» **Your assignment**: All of the entries are to be returned word for word.

» **Dataset entries**:
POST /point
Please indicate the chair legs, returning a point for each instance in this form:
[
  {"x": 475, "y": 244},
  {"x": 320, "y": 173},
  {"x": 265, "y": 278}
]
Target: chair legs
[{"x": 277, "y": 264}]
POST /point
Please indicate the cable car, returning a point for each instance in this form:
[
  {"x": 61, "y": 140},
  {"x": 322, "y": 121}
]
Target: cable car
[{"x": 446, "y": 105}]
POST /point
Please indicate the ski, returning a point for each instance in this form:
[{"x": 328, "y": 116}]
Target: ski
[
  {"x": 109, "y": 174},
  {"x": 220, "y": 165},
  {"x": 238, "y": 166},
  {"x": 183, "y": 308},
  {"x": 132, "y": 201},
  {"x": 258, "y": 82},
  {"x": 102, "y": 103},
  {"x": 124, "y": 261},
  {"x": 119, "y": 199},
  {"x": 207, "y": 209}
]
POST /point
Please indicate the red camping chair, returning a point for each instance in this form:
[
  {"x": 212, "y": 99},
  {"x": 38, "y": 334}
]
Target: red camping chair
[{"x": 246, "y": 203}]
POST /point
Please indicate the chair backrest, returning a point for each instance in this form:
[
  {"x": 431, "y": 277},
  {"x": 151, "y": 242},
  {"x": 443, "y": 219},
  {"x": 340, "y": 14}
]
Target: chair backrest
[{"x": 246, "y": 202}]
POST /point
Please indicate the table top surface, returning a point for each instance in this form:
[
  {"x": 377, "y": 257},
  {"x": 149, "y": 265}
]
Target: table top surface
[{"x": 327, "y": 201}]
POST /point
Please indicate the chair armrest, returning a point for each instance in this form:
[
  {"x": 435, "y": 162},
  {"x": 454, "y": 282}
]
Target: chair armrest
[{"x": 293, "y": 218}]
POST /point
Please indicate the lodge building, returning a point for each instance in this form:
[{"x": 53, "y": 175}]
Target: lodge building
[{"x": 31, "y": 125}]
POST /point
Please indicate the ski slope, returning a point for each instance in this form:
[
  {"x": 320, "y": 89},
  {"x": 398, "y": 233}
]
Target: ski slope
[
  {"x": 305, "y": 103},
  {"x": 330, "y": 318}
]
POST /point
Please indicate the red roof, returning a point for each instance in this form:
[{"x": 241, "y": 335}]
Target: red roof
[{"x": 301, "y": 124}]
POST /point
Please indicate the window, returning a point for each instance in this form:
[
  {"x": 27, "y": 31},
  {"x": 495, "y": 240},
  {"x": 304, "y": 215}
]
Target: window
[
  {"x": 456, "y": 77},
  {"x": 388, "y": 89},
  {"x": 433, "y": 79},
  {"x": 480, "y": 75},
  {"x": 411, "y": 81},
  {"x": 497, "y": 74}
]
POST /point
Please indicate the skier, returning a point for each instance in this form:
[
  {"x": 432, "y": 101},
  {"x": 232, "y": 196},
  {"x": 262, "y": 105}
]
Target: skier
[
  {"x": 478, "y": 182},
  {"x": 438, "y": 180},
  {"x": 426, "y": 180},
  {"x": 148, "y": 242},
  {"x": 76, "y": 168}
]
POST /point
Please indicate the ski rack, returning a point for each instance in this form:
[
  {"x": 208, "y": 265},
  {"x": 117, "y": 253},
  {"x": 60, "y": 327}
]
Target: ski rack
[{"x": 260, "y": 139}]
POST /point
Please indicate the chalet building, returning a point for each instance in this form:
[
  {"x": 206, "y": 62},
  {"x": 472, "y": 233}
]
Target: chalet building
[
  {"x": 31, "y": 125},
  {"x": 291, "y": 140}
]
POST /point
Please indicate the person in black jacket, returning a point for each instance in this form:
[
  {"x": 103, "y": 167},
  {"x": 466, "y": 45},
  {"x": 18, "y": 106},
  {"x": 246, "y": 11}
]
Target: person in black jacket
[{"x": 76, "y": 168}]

» **Your solution**:
POST /point
Please indicate the chair legs, returning a point for each instance in this form:
[
  {"x": 475, "y": 244},
  {"x": 320, "y": 173},
  {"x": 265, "y": 278}
]
Target: chair legs
[{"x": 277, "y": 264}]
POST /point
Please indicate the cable car, returning a point for each instance in this form:
[
  {"x": 61, "y": 140},
  {"x": 322, "y": 121}
]
Target: cable car
[{"x": 446, "y": 105}]
POST /point
Please indicate the ski, returning a point for each instance in this form:
[{"x": 328, "y": 116}]
Target: ski
[
  {"x": 109, "y": 174},
  {"x": 220, "y": 165},
  {"x": 238, "y": 166},
  {"x": 183, "y": 308},
  {"x": 132, "y": 201},
  {"x": 258, "y": 82},
  {"x": 102, "y": 103},
  {"x": 124, "y": 261},
  {"x": 119, "y": 199},
  {"x": 207, "y": 209}
]
POST /point
Please indicate the red camping chair, returning a point for each instance in this form:
[
  {"x": 212, "y": 99},
  {"x": 38, "y": 334}
]
Target: red camping chair
[{"x": 246, "y": 203}]
POST /point
Please indicate the chair backrest, returning a point for each instance in this form:
[
  {"x": 431, "y": 277},
  {"x": 151, "y": 242},
  {"x": 443, "y": 219},
  {"x": 340, "y": 14}
]
Target: chair backrest
[{"x": 246, "y": 202}]
POST /point
Please indicate the table top surface, returning a point for each instance in this form:
[
  {"x": 377, "y": 257},
  {"x": 149, "y": 265}
]
Target: table top surface
[{"x": 327, "y": 201}]
POST /point
Please indicate the chair armrest, returning a point for each instance in this form:
[
  {"x": 435, "y": 162},
  {"x": 454, "y": 282}
]
Target: chair armrest
[{"x": 293, "y": 218}]
POST /point
Please indicate the lodge building, returning a point for each instance in this form:
[{"x": 53, "y": 175}]
Target: lodge building
[{"x": 31, "y": 125}]
POST /point
Please indicate the ski slope, returning a point for each instance in this form:
[
  {"x": 320, "y": 89},
  {"x": 398, "y": 233}
]
Target: ski slope
[
  {"x": 305, "y": 103},
  {"x": 330, "y": 318}
]
POST /point
Please indicate the red roof, returning a point for each instance in this form:
[{"x": 241, "y": 335}]
Target: red roof
[{"x": 301, "y": 124}]
POST /point
Please indicate the window, returning a point for each instance in this form:
[
  {"x": 27, "y": 31},
  {"x": 495, "y": 240},
  {"x": 304, "y": 215}
]
Target: window
[
  {"x": 456, "y": 77},
  {"x": 388, "y": 89},
  {"x": 433, "y": 79},
  {"x": 480, "y": 75},
  {"x": 411, "y": 81},
  {"x": 497, "y": 74}
]
POST /point
Please indicate the skier, returning a point for each instance in this form:
[
  {"x": 432, "y": 101},
  {"x": 232, "y": 196},
  {"x": 262, "y": 105}
]
Target: skier
[
  {"x": 478, "y": 182},
  {"x": 438, "y": 180},
  {"x": 426, "y": 180},
  {"x": 148, "y": 242},
  {"x": 76, "y": 168}
]
POST /point
Please indicate the ski rack, returning a point for each instance in this form:
[
  {"x": 208, "y": 265},
  {"x": 117, "y": 253},
  {"x": 60, "y": 327}
]
Target: ski rack
[{"x": 260, "y": 139}]
POST /point
Please indicate the chalet building, returning a point for each instance in this form:
[
  {"x": 206, "y": 62},
  {"x": 472, "y": 233}
]
Target: chalet building
[
  {"x": 31, "y": 125},
  {"x": 291, "y": 140}
]
POST /point
Please indicate the person in black jacket, returning a point for each instance in this form:
[
  {"x": 103, "y": 167},
  {"x": 466, "y": 45},
  {"x": 18, "y": 106},
  {"x": 246, "y": 11}
]
Target: person in black jacket
[{"x": 76, "y": 168}]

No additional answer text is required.